Short exercise: Copy the items from the line with "The scan above contains the peacock back" through the line with "[1045,192,1086,249]", changing "peacock" to "peafowl" and keeping everything else the same.

Material for this exercise:
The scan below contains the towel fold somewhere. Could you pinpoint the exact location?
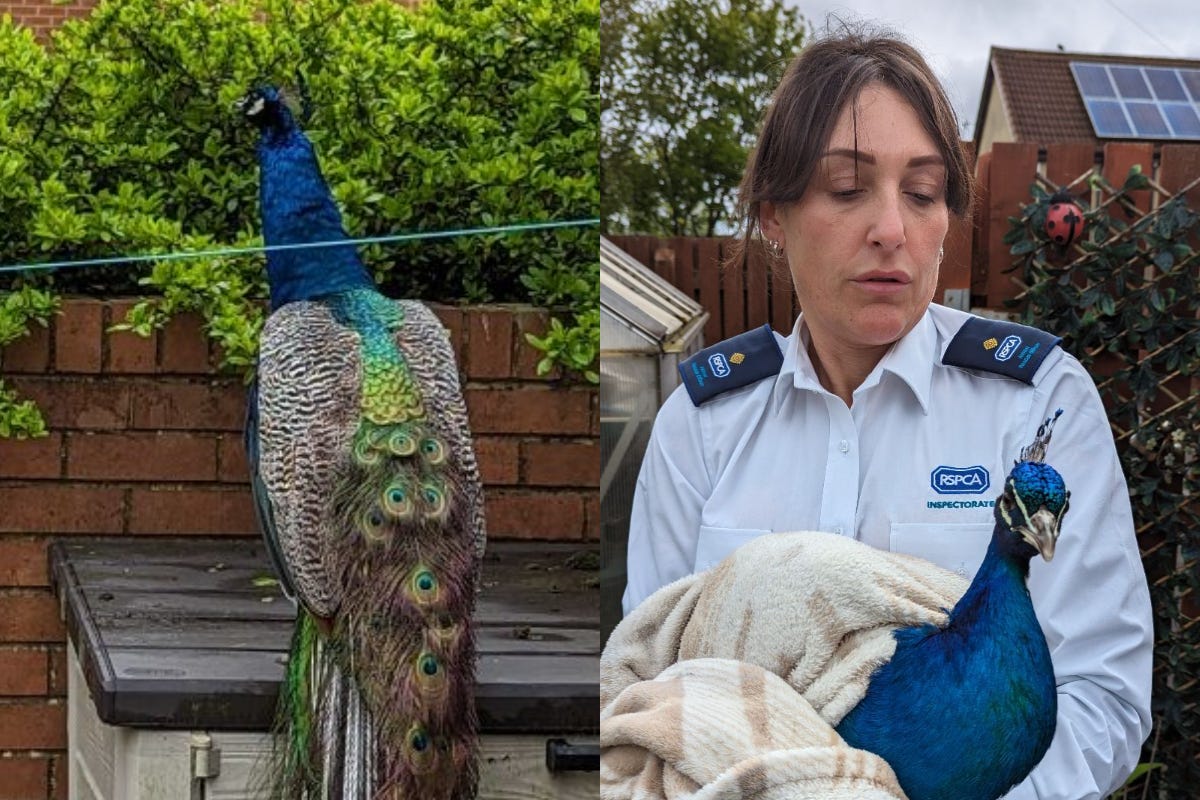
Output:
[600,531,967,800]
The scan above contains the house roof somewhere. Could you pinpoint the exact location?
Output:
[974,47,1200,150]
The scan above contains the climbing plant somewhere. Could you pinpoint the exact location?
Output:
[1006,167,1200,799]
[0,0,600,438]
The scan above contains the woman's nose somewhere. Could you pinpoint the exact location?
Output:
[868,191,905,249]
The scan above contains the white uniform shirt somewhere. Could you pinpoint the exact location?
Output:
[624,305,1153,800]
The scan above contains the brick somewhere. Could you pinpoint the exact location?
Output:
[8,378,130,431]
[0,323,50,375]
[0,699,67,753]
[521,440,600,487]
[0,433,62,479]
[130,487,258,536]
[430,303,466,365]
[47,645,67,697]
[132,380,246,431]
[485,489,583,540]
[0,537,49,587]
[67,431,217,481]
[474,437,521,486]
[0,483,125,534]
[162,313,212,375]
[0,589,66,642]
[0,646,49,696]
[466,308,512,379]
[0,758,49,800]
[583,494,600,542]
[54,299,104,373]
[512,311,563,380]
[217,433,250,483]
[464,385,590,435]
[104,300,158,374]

* * *

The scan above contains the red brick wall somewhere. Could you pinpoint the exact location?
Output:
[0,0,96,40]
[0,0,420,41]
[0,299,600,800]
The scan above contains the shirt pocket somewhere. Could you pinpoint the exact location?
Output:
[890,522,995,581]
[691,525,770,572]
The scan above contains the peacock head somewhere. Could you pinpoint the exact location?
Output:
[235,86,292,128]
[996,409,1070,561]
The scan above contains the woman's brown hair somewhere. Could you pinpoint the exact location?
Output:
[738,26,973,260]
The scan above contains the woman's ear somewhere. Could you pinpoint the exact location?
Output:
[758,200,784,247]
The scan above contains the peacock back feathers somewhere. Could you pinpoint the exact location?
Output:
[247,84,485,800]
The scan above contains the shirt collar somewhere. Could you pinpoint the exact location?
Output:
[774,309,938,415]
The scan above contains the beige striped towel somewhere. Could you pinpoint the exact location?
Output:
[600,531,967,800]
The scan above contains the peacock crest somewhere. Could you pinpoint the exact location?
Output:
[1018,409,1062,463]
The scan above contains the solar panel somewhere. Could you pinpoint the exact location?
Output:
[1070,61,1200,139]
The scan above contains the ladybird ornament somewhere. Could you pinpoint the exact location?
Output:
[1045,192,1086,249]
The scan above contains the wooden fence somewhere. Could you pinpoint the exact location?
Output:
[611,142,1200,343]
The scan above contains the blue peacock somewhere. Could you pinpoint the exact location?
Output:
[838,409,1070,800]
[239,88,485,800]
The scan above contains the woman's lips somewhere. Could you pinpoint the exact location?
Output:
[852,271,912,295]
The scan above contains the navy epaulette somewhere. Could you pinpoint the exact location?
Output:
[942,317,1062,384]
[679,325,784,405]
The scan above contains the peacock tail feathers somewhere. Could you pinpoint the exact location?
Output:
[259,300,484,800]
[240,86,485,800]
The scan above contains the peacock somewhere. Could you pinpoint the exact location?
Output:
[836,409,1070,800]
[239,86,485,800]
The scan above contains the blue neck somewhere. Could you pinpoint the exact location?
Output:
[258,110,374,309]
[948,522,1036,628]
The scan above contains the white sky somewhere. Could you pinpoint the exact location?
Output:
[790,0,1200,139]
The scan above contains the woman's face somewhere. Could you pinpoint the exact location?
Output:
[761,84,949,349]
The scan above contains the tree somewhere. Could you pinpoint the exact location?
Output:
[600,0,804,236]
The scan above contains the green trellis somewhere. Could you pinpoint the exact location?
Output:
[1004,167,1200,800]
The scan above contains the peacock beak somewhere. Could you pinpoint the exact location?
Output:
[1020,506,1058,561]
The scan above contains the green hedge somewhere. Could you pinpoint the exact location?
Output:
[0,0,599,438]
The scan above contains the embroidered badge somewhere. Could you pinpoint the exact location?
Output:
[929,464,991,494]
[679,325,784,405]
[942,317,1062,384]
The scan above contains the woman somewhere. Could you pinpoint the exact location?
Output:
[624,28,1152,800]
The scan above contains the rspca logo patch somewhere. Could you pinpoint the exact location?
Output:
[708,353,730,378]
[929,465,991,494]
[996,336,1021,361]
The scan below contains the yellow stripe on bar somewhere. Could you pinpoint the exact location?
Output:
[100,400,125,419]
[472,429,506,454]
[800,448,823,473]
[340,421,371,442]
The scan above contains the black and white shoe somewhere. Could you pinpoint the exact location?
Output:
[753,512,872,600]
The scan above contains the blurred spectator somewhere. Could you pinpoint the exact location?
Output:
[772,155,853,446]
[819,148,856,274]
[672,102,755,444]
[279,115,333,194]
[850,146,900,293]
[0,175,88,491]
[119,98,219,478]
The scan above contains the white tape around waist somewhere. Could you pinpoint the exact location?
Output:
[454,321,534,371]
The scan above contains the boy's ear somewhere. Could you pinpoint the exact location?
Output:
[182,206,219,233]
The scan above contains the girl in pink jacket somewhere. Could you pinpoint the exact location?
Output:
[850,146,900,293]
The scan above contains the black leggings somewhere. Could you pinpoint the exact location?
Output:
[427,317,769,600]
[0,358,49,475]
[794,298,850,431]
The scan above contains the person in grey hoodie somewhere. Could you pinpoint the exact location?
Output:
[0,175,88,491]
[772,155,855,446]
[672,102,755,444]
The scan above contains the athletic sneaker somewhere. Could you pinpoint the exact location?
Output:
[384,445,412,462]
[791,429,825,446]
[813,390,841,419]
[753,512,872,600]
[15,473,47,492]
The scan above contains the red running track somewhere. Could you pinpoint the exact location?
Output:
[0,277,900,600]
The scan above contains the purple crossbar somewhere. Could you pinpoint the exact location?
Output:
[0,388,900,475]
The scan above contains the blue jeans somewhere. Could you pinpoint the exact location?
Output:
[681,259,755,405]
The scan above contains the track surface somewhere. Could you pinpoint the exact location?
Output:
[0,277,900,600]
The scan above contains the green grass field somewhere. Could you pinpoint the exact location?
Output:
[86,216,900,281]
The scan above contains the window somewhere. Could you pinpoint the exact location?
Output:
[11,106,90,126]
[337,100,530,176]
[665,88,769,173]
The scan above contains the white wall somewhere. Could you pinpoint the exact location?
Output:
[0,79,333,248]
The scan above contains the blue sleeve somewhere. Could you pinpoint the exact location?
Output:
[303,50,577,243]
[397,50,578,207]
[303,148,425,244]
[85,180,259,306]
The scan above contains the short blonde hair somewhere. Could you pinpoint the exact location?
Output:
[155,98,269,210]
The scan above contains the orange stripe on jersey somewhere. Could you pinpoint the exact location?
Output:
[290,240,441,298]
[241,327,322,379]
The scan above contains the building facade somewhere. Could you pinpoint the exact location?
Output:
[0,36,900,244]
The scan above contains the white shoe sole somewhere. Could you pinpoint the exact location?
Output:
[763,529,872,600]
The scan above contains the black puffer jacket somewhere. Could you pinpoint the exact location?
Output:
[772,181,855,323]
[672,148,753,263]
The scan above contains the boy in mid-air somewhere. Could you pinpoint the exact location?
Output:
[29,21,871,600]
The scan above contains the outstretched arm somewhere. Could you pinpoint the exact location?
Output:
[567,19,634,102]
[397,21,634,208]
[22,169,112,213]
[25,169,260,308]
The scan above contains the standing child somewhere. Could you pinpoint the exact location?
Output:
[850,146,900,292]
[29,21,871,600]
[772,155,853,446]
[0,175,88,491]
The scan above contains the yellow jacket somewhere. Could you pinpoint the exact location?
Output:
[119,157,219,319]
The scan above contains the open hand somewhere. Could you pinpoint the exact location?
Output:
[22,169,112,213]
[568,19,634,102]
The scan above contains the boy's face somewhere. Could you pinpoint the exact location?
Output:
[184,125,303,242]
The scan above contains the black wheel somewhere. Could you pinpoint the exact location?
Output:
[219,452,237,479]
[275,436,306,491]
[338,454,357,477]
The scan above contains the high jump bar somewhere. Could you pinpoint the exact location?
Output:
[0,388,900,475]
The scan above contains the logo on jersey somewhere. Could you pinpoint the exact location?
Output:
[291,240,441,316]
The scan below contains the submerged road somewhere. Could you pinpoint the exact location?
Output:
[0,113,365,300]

---

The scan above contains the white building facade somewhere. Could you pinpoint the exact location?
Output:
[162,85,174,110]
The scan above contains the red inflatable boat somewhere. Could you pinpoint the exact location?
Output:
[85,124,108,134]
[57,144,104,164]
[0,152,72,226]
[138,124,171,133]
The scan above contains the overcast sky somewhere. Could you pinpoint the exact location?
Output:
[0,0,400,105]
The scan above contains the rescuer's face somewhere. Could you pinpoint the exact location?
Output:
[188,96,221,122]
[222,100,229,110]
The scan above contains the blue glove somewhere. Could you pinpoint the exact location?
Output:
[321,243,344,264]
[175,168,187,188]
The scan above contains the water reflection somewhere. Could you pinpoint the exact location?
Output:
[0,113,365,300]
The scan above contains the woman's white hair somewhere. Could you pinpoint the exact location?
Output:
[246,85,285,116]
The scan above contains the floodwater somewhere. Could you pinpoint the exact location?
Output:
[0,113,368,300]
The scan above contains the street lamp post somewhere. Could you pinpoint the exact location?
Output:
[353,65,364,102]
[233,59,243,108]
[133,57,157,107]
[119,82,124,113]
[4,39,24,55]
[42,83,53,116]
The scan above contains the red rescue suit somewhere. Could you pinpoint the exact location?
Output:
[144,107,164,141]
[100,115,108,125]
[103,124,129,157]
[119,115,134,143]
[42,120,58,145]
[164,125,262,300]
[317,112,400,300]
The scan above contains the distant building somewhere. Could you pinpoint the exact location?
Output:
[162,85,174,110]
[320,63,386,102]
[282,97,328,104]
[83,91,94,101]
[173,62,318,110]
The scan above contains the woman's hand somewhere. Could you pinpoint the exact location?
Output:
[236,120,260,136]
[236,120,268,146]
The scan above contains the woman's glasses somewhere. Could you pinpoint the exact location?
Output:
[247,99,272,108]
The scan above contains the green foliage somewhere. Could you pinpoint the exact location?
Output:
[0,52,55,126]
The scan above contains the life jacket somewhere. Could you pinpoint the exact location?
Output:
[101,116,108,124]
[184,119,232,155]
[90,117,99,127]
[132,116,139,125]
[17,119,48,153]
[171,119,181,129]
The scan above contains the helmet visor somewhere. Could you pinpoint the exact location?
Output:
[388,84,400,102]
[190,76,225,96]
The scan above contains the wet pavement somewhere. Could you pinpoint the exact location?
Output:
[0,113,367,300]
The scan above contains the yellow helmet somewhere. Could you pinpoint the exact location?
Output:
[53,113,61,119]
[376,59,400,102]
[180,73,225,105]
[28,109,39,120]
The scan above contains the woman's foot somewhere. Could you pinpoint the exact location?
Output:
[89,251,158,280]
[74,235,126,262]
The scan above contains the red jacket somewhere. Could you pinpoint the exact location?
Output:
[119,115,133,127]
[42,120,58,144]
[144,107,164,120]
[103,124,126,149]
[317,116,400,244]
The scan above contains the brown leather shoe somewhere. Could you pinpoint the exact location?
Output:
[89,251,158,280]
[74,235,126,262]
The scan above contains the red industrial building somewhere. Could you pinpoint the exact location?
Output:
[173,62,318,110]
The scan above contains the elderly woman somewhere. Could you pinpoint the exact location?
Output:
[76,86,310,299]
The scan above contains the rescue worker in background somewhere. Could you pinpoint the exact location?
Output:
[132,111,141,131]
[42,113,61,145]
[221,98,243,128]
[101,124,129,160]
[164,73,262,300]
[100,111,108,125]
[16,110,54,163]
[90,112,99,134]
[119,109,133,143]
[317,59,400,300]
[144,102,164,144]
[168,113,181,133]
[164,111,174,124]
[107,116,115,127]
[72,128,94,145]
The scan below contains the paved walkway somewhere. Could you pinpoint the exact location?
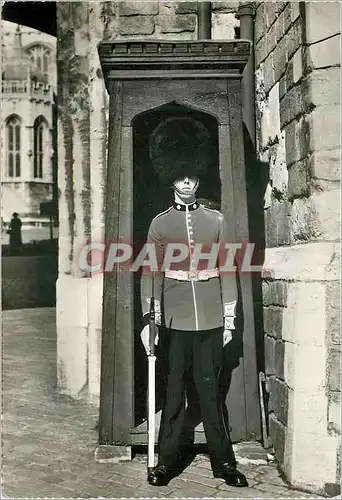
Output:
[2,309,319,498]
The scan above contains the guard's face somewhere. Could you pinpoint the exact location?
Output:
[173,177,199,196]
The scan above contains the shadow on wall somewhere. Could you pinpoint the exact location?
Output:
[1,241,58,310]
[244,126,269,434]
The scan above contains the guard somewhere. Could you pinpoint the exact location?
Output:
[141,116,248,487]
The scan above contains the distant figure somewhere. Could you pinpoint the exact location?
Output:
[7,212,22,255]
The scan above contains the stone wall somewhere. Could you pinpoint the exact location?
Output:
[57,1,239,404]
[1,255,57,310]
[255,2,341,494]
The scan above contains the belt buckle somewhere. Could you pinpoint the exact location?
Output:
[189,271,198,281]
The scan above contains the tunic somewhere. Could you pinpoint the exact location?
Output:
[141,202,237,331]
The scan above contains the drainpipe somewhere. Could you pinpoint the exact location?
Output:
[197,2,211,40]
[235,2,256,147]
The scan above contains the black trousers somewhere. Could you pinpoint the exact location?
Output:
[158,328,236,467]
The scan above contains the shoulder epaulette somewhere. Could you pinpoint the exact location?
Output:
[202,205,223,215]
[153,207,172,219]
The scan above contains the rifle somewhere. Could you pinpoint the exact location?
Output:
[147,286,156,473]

The completed task:
The scan above contains the peafowl back feathers somewhere. Could you pinpoint the exact location?
Output:
[247,84,485,800]
The scan above contains the shirt collar somewhere. Could you pinpoint the exact location?
Output:
[774,309,938,415]
The scan above contains the beige striped towel somewhere. Could you pinpoint the exact location?
Output:
[600,531,967,800]
The scan above contains the peafowl crest somewhere. Could you pinpoint the exact location?
Output:
[1018,409,1062,463]
The scan above contains the solar panel somewhere. Could you pinpoint the exact location?
Output:
[1070,61,1200,139]
The scan above contains the ladybird ornament somewhere. Could you pinpoint the exact location?
Output:
[1045,192,1086,249]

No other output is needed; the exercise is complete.